Já aqui tenho falado do Orçamento de Estado para 2023, porque este é uma fonte inesgotável de assuntos mal resolvidos, e volto, desta feita, para falar de um tema da ordem do dia, o arrendamento. As cidades têm falta de casas para arrendar e a única solução para responder eficazmente a este problema é haver mais casas no mercado do arrendamento. Quem o diz são os profissionais do sector imobiliário, mas qualquer um de nós chega a esta conclusão quando faz uma procura nos sites da especialidade e percebe que os preços são exorbitantes, as áreas das casas reduzidas e a qualidade do produto, na maioria dos casos, discutível. Em economia é a lei da oferta e da procura quem determina a formação de preços no mercado. Os preços variam de acordo com o equilíbrio entre a oferta e a procura. Sempre assim foi e a habitação é um problema que não é de hoje.

Entretanto o governo decidiu intervir no mercado. E havia uma morte anunciada, como aliás é apanágio deste governo, quando no verão começaram a surgir notícias dando conta daquelas que eram as intenções do governo. E durante dias discutiu-se nos media as “intenções” do governo acerca do arrendamento, sem que houvesse um documento oficial, sem que houvesse alguma medida ou proposta. Era um suponhamos, como dizia o saudoso António Feio na sua “Conversa da treta”. O governo só tem um objectivo: desbravar o caminho que pretende fazer sem ter de o discutir e prestar contas perante a opinião pública. E foi assim que apareceu esta decisão, como um facto consumado.

## Entradas guardadas:

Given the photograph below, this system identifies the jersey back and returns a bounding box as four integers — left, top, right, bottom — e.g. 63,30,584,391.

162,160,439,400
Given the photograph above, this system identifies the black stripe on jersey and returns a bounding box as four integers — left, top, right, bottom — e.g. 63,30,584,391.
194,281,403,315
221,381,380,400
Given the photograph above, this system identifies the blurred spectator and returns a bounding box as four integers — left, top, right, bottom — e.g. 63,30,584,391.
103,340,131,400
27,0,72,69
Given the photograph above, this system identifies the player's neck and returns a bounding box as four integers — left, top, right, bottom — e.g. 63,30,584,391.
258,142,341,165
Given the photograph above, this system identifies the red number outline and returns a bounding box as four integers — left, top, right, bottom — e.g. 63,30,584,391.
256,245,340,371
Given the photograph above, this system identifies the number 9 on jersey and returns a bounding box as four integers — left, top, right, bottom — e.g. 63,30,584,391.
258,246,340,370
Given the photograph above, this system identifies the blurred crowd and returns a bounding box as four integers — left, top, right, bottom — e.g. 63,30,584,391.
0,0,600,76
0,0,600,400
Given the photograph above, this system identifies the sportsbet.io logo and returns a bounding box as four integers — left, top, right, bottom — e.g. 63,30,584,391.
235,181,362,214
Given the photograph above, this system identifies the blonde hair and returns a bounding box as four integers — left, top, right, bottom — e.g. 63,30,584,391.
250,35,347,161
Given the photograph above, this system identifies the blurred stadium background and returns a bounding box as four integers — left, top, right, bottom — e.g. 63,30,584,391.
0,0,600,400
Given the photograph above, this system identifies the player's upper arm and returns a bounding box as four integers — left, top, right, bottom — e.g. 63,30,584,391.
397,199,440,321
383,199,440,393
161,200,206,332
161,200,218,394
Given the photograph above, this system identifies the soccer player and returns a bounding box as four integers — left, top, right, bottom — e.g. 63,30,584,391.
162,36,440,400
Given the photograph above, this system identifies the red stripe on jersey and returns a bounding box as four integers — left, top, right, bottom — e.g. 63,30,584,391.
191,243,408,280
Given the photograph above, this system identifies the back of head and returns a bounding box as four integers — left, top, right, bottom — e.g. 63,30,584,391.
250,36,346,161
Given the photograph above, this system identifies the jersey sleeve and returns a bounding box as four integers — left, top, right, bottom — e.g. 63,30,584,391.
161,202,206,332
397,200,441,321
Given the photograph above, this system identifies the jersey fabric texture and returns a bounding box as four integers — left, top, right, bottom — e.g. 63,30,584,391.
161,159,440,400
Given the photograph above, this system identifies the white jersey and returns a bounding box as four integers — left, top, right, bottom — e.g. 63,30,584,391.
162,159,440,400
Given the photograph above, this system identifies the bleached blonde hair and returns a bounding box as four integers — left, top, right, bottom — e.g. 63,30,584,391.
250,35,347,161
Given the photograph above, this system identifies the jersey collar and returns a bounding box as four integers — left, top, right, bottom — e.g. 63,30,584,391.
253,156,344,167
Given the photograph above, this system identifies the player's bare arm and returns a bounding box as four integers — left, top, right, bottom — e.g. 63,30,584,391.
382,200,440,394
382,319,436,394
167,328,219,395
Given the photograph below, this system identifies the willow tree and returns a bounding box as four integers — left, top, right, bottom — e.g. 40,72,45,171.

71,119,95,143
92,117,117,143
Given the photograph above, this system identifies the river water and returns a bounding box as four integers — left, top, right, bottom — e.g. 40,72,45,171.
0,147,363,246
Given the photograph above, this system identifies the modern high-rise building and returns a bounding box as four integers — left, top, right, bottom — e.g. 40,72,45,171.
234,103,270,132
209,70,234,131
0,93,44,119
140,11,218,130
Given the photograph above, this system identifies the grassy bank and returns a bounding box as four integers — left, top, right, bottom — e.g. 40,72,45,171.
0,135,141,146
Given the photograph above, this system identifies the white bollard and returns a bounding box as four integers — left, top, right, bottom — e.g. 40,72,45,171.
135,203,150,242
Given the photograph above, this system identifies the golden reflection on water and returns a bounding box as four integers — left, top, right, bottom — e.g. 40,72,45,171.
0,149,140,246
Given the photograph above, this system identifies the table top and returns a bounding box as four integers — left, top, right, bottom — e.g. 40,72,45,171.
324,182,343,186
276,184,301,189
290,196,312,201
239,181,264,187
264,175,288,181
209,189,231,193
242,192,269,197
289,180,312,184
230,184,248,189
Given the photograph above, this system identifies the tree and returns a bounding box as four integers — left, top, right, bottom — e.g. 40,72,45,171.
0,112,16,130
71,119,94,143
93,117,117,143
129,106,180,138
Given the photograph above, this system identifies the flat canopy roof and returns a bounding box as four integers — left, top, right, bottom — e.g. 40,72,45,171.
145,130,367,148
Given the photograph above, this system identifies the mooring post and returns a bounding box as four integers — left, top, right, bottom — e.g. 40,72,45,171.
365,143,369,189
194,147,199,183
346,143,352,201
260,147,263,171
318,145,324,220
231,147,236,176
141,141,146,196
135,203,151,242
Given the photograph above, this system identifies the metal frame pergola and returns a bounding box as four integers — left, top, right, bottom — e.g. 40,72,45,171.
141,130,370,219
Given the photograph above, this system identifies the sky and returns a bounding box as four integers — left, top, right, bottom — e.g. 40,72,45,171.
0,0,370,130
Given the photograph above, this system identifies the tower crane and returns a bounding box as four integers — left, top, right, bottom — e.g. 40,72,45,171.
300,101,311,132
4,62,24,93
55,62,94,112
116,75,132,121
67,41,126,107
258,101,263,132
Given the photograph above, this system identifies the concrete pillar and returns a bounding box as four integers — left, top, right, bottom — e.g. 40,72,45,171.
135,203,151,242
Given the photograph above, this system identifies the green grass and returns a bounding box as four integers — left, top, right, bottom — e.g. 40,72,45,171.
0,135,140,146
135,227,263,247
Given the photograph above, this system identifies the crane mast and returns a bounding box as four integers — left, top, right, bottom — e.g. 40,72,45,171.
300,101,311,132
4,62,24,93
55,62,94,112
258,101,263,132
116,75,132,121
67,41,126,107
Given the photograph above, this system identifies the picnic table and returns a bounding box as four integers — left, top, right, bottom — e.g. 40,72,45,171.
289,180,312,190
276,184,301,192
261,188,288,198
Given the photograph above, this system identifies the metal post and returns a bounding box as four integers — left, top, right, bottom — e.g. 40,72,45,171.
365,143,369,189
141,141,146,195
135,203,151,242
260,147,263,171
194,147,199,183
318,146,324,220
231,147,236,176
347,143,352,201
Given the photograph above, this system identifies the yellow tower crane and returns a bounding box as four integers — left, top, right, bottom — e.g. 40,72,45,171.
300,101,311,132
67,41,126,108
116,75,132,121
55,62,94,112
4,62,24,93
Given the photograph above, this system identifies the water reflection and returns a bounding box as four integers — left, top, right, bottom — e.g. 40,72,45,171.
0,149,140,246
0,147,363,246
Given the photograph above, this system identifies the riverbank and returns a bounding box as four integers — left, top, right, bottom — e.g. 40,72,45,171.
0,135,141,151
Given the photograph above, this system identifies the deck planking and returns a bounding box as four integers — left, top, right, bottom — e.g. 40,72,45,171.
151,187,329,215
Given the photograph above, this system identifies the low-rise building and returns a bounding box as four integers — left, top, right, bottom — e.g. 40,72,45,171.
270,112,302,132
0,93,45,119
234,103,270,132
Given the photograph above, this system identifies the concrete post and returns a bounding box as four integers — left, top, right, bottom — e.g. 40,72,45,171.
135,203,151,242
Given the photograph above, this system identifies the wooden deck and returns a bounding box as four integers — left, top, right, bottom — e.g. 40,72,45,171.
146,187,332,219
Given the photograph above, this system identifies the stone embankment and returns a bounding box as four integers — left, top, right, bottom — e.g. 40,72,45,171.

## TAREFAS:
1 - No texto sobre o arrendamento, repete o trecho que vai de "Já aqui tenho" até "não é de hoje.".
2 - Responde com base no texto sobre o arrendamento:
(a) A que ano diz respeito o Orçamento de Estado referido?
(b) Em economia, o que determina a formação de preços no mercado?
(c) Em que estação do ano começaram a surgir notícias sobre as intenções do governo?

## SOLUÇÕES:
1 -
Já aqui tenho falado do Orçamento de Estado para 2023, porque este é uma fonte inesgotável de assuntos mal resolvidos, e volto, desta feita, para falar de um tema da ordem do dia, o arrendamento. As cidades têm falta de casas para arrendar e a única solução para responder eficazmente a este problema é haver mais casas no mercado do arrendamento. Quem o diz são os profissionais do sector imobiliário, mas qualquer um de nós chega a esta conclusão quando faz uma procura nos sites da especialidade e percebe que os preços são exorbitantes, as áreas das casas reduzidas e a qualidade do produto, na maioria dos casos, discutível. Em economia é a lei da oferta e da procura quem determina a formação de preços no mercado. Os preços variam de acordo com o equilíbrio entre a oferta e a procura. Sempre assim foi e a habitação é um problema que não é de hoje.

2 -
(a) A 2023.
(b) A lei da oferta e da procura.
(c) No verão.